**阅读摘录:**
<<<<

查询气温
(1)气温数据文件temperature.txt的内容
hadoop@ddai-desktop:~$ vim temperature.txt
hadoop@ddai-desktop:~$ more temperature.txt
1990 21
1990 18
1991 21
1992 30
1992 999
1990 23
(2)查找每年最高气温
grunt> copyFromLocal temperature.txt /test
grunt> records = load '/test/temperature.txt' USING PigStorage(' ')
as (year: chararray,temperature:int);
grunt> valid_records = filter records by temperature!=999;
grunt> grouped_records = group valid_records by year;
grunt> max_temperature = foreach grouped_records
generate group,MAX(valid_records.temperature);
grunt> dump max_temperature;
或者脚本来查询
hadoop@ddai-desktop:~$ vim max_temp.pig
records = load '/test/temperature.txt' USING PigStorage(' ')
as (year: chararray,temperature:int);
valid_records = filter records by temperature!=999;
grouped_records = group valid_records by year;
max_temperature = foreach grouped_records
generate group,MAX(valid_records.temperature);
dump max_temperature;
hadoop@ddai-desktop:~$ pig max_temp.pig
编写用户自定义函数
编写自定义过滤函数
打开Ecplise工具,新建“Map/Reduce Project”项目“TempFilter”,新建“IsValidTemp”类,添加jar包。

>>>>

**任务列表:**
a) 请把这段讲 Pig 查询气温的摘录里的这句话译成英文：“打开Ecplise工具,新建“Map/Reduce Project”项目“TempFilter”,新建“IsValidTemp”类,添加jar包。”
b) 数一数记录中有几行含有字符串“pole”，只写出数字。
这段文字和这些记录互不相关。

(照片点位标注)
<<<<

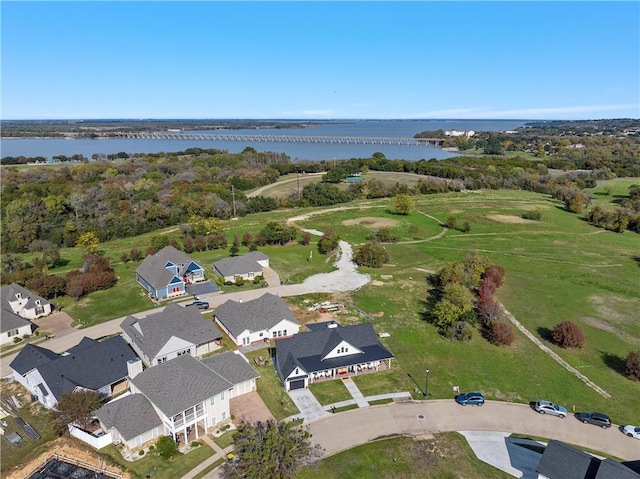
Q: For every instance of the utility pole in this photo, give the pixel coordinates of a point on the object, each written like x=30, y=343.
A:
x=233, y=197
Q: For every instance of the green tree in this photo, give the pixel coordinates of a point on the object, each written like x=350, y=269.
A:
x=75, y=408
x=273, y=450
x=89, y=241
x=329, y=241
x=372, y=255
x=167, y=447
x=402, y=204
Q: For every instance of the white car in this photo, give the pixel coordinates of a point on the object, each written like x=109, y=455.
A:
x=547, y=407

>>>>

**任务结果:**
a) Open the Ecplise tool, create a new "Map/Reduce Project" project named "TempFilter", create a new "IsValidTemp" class, and add the jar packages.

b) 1